[Recorded data]
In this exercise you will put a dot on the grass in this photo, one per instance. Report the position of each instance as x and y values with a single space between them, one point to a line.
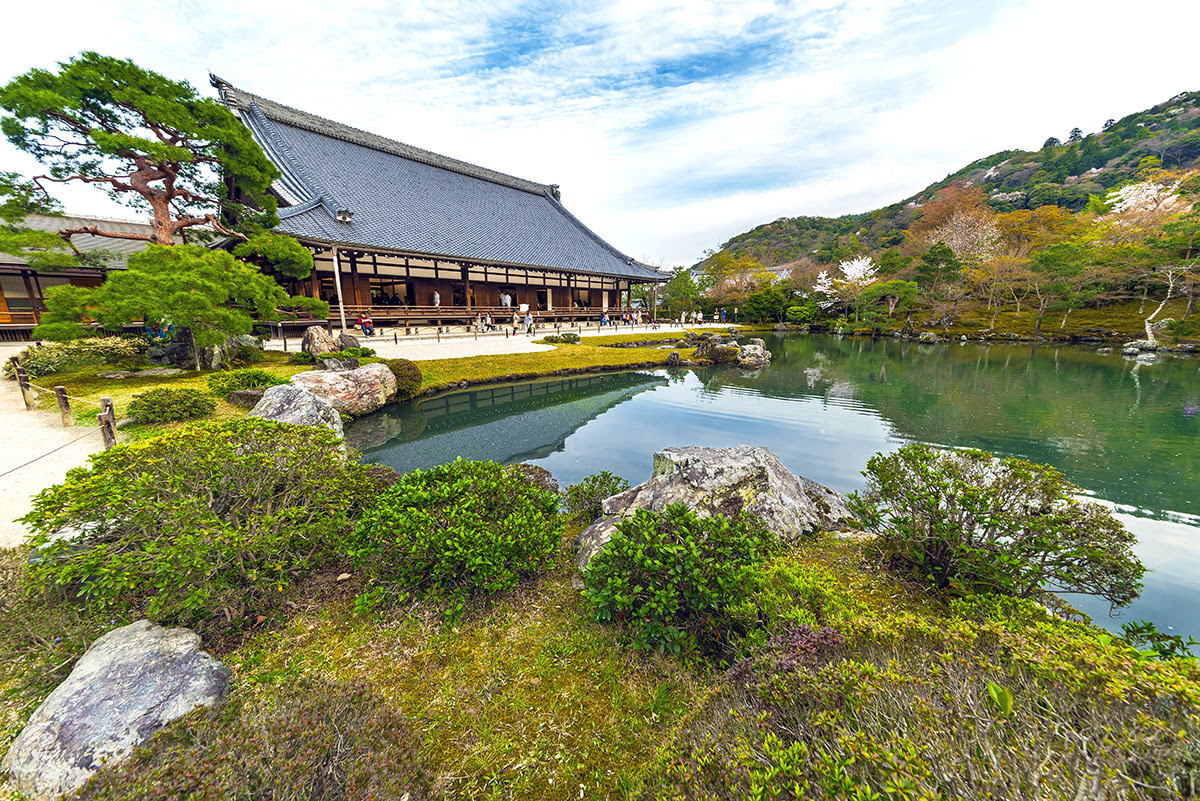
525 699
1127 319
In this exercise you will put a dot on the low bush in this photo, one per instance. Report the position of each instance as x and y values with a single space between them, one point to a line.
462 529
670 577
905 709
585 498
167 404
966 522
562 338
347 353
408 378
226 381
58 356
199 525
304 740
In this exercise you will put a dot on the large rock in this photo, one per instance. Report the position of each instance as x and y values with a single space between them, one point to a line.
355 392
723 481
754 356
317 341
294 404
131 682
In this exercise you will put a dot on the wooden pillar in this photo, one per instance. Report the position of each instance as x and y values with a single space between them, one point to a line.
33 299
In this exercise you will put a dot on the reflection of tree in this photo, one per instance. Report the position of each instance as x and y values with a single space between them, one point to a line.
508 420
1114 427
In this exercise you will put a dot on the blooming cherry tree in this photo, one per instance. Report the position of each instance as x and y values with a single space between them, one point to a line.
857 275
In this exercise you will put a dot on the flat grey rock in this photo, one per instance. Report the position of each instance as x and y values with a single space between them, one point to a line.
292 404
131 682
357 391
723 481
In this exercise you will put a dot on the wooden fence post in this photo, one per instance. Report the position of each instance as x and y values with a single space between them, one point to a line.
106 431
106 405
107 420
60 392
27 392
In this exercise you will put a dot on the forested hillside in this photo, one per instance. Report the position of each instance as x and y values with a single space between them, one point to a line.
1107 224
1062 173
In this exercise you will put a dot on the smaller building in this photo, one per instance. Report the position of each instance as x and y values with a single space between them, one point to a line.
23 289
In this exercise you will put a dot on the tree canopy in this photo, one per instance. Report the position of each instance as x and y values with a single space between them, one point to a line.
147 139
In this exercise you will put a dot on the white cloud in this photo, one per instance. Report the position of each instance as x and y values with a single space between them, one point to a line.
670 125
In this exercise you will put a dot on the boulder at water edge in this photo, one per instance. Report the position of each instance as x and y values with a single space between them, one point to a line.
754 355
293 404
723 481
131 682
317 341
355 392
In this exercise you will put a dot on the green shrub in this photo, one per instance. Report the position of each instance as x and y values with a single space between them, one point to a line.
909 709
58 356
562 338
965 522
301 357
305 740
347 353
670 577
408 378
462 529
168 404
226 381
585 498
202 525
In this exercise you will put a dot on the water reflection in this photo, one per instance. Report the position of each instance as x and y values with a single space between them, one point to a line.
508 423
1127 433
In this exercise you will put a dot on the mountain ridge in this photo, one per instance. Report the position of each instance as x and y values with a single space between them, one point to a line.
1066 174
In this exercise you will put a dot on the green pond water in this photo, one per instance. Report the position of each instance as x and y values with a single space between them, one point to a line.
1128 434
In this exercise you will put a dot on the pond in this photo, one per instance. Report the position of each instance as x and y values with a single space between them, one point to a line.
1127 433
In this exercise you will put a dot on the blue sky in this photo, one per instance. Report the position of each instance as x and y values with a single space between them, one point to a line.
670 126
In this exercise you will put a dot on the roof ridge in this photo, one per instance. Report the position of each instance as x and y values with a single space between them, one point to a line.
579 223
239 98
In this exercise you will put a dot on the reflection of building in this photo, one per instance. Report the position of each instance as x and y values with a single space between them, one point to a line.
412 235
508 422
22 288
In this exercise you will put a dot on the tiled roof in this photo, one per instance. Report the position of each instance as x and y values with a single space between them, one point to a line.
409 199
120 248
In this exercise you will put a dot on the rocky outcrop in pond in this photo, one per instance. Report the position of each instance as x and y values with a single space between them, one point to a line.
131 682
317 341
293 404
355 392
723 481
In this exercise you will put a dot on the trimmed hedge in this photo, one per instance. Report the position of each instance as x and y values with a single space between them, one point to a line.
252 378
166 404
408 378
204 525
461 529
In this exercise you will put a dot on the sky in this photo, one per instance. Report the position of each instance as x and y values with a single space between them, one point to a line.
670 126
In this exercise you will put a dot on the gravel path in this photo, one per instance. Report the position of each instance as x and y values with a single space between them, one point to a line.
28 434
25 435
425 345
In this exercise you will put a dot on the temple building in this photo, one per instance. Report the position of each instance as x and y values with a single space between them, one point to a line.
417 238
23 289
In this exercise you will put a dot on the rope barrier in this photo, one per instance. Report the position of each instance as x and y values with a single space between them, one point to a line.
42 389
47 453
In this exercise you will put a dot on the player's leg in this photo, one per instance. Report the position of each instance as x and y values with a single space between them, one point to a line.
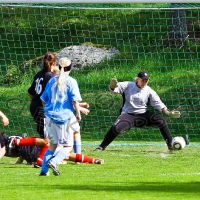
51 129
65 135
75 157
157 120
77 142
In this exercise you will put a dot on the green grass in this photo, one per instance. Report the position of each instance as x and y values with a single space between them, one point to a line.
130 172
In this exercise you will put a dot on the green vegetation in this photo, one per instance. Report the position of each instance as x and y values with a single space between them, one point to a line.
129 172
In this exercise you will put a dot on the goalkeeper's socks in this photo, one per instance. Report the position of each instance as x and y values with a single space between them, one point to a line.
85 159
41 154
77 146
47 157
109 137
59 156
25 142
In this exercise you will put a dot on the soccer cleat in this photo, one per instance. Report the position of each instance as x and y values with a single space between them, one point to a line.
170 147
37 165
54 168
99 161
99 149
44 174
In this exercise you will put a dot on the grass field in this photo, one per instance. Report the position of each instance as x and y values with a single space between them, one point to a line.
130 172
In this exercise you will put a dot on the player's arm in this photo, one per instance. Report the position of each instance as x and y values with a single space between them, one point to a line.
77 109
2 151
84 108
171 113
4 119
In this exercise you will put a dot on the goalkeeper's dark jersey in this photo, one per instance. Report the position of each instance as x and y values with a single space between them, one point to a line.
28 153
38 86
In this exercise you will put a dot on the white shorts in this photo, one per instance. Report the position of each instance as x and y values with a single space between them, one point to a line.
62 135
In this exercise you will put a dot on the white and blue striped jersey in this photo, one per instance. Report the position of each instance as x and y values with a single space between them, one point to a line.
59 106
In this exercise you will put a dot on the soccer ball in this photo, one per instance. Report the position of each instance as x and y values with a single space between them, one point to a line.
178 143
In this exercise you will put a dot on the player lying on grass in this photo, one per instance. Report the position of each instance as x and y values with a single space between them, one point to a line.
135 113
30 153
21 142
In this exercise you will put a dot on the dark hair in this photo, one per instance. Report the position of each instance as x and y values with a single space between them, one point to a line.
49 59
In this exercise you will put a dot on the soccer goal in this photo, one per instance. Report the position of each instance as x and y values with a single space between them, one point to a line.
104 41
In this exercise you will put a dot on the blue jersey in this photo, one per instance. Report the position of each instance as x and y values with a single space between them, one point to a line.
59 106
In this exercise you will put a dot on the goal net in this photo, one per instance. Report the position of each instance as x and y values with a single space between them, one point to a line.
104 41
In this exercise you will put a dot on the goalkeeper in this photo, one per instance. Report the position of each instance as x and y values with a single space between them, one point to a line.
135 113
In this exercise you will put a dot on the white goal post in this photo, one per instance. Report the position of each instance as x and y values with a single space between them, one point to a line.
100 1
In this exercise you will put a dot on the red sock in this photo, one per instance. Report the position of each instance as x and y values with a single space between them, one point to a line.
41 154
25 142
85 159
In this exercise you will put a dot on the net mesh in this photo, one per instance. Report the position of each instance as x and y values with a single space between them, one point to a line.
104 41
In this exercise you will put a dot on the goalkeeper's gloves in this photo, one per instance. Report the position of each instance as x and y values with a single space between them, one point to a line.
113 83
172 113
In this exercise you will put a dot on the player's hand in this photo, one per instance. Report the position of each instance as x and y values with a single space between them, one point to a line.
84 111
78 117
113 83
173 113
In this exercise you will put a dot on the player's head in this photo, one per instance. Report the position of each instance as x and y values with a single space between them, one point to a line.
56 70
65 67
142 79
49 61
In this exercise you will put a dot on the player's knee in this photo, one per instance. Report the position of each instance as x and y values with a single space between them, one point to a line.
116 130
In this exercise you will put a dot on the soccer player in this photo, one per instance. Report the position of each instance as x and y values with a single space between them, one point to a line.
61 98
30 153
83 109
134 113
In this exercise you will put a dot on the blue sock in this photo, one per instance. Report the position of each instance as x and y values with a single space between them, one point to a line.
77 146
59 156
47 156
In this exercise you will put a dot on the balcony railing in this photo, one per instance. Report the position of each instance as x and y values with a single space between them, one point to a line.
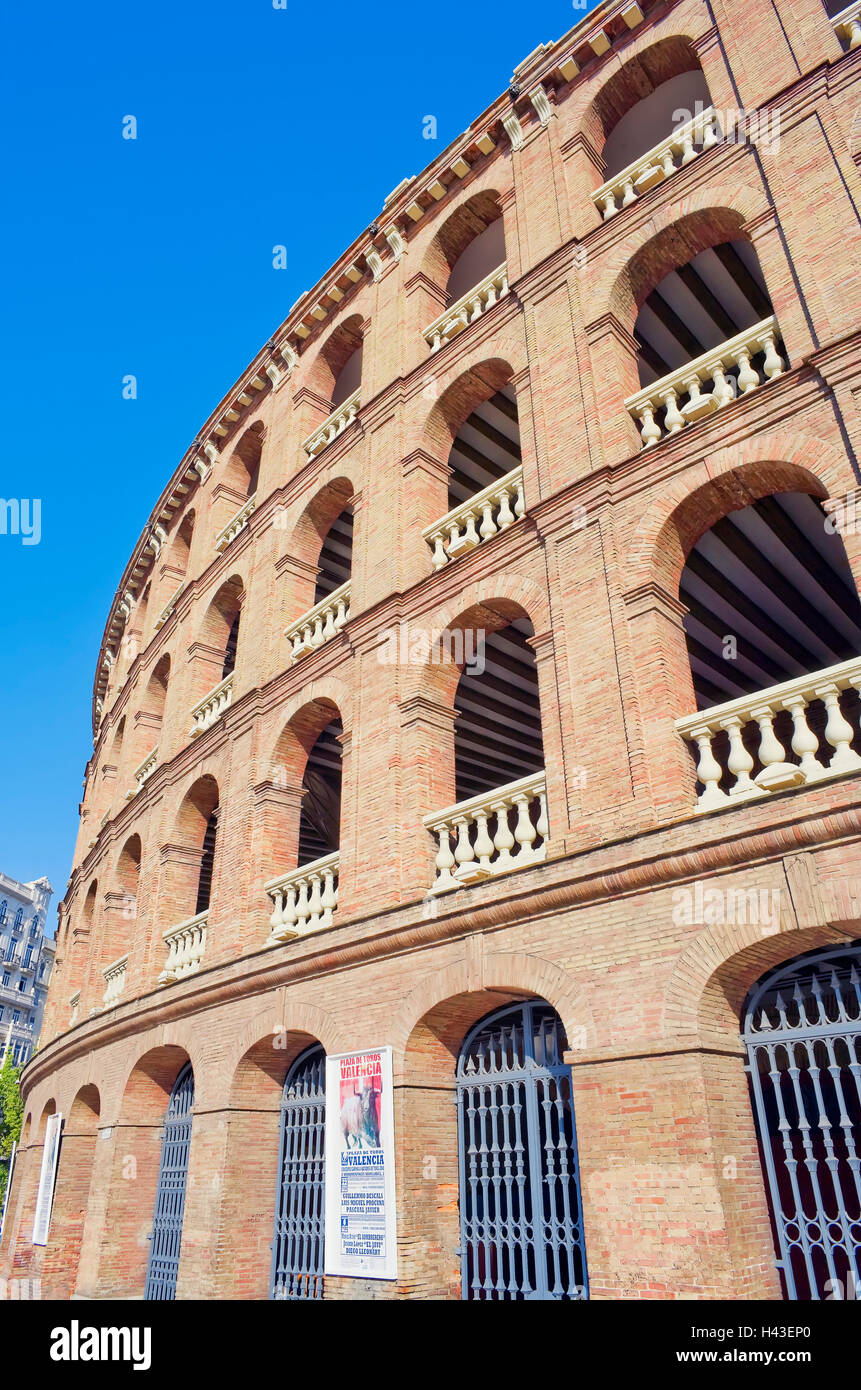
305 898
469 307
320 623
334 426
456 533
212 706
114 982
235 524
847 25
658 163
679 396
518 815
185 945
145 770
726 758
169 608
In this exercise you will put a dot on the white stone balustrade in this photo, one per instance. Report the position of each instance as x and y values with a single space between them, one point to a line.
680 395
333 426
847 25
469 307
305 898
477 519
682 145
776 773
237 523
114 982
320 623
185 945
470 852
169 608
212 706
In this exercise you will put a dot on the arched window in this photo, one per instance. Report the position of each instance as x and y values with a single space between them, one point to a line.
519 1184
298 1246
166 1237
801 1026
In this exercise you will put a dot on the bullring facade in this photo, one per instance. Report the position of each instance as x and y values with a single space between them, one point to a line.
484 687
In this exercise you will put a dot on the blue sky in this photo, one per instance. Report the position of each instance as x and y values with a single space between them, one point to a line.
256 127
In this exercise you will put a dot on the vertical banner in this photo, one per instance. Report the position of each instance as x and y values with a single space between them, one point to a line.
46 1179
9 1184
360 1226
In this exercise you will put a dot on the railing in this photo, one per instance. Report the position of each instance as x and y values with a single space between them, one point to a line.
305 898
235 524
145 770
334 426
733 356
185 945
212 706
320 623
469 307
493 505
114 982
658 163
169 608
518 813
847 25
728 758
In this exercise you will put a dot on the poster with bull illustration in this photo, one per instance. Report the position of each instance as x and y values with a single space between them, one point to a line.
360 1165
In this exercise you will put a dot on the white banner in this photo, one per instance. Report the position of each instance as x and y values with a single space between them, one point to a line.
360 1226
46 1179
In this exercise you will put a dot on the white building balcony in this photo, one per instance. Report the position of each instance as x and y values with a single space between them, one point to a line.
185 945
114 982
212 706
305 898
237 523
333 426
470 851
660 163
169 608
320 623
477 519
678 399
143 772
725 770
469 307
847 25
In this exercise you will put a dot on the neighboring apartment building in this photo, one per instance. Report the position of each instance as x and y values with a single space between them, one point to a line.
484 688
27 958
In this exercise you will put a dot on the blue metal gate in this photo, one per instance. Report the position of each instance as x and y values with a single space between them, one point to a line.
520 1214
803 1036
166 1235
299 1203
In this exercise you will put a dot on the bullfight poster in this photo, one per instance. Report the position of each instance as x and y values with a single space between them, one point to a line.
360 1225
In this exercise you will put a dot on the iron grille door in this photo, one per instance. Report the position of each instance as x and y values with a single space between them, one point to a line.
520 1214
299 1203
803 1036
170 1196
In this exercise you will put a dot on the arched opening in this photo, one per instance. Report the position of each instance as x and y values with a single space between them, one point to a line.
801 1026
166 1240
298 1244
519 1186
772 615
71 1194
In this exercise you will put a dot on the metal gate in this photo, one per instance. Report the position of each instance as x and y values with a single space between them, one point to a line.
299 1203
520 1214
166 1235
803 1036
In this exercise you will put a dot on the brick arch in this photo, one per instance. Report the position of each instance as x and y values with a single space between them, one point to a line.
722 483
673 235
719 966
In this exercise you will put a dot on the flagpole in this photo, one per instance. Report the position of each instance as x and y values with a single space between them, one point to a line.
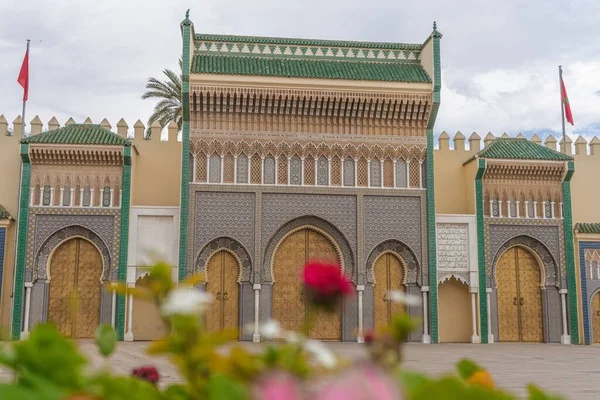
562 107
24 101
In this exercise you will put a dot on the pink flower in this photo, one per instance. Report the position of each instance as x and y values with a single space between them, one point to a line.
147 373
277 386
363 383
326 284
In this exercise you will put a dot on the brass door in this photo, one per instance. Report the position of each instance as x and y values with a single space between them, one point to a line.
596 317
75 271
222 273
289 303
519 297
388 276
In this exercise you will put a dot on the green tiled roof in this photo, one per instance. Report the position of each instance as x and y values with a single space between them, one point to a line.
304 68
78 134
306 42
3 213
587 227
519 149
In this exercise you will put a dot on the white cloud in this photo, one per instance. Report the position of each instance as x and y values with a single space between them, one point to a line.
499 57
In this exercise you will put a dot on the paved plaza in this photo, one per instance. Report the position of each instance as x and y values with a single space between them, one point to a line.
568 370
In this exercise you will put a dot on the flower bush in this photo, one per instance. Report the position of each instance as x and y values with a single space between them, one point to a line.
48 366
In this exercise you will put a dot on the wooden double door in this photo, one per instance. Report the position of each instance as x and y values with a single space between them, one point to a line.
222 274
290 306
388 275
596 318
519 297
75 288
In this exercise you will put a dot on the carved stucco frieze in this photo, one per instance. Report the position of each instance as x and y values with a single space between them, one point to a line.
330 230
401 250
99 226
544 240
227 244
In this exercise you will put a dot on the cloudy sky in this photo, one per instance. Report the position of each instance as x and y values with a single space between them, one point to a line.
499 57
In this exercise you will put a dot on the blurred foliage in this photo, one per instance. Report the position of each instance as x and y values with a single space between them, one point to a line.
48 366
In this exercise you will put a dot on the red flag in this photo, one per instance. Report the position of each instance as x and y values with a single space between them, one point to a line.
23 78
565 100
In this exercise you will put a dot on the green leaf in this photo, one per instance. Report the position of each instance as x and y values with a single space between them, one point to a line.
14 392
466 368
536 393
412 381
106 339
220 387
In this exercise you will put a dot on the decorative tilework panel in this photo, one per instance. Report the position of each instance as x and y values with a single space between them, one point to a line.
296 171
269 171
242 169
323 171
338 210
375 172
214 175
401 173
336 171
548 235
393 218
282 165
46 198
2 252
223 214
349 172
105 224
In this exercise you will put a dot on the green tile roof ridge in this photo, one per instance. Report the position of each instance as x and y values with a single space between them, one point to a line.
587 227
305 42
305 68
519 149
4 214
78 134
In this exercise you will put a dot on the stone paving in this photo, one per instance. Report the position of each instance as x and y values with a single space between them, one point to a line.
567 370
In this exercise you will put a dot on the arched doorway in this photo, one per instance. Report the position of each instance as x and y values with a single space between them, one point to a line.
596 318
455 315
75 289
388 275
519 297
290 307
222 282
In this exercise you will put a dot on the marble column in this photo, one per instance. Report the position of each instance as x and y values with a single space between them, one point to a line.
129 332
360 337
488 292
565 337
426 336
256 335
475 337
25 332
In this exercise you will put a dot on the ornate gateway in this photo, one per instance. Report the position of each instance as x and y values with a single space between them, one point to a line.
74 300
519 297
289 300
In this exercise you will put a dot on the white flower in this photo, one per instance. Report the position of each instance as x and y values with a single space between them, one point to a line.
186 301
322 354
398 296
271 329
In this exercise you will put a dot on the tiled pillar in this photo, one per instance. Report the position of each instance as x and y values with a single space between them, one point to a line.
360 337
256 335
426 336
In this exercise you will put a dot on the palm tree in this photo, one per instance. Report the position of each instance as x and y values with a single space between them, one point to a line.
169 108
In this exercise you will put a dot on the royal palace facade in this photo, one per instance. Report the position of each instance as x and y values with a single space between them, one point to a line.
293 150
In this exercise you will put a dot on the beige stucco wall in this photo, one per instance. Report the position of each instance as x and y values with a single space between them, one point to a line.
156 170
454 312
454 183
10 170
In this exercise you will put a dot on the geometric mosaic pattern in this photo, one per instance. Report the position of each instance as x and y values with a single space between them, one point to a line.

#### Problem details
Your answer must be the line holding "In this exercise you will put a dot on the beige" and every later line of the entries above, written out exactly, and nothing else.

#### Output
In this exercise you will put a dot on the beige stucco wall in this photo, one per instance. Report the position of each instance as x and y values with a single space between them, one point to a line.
156 170
454 312
454 183
10 170
In this exercise you will put a dot on the geometric mosaic pattern in this photo, one per instance. Report the position of each instance as x and y values with a single space between them, one point to a line.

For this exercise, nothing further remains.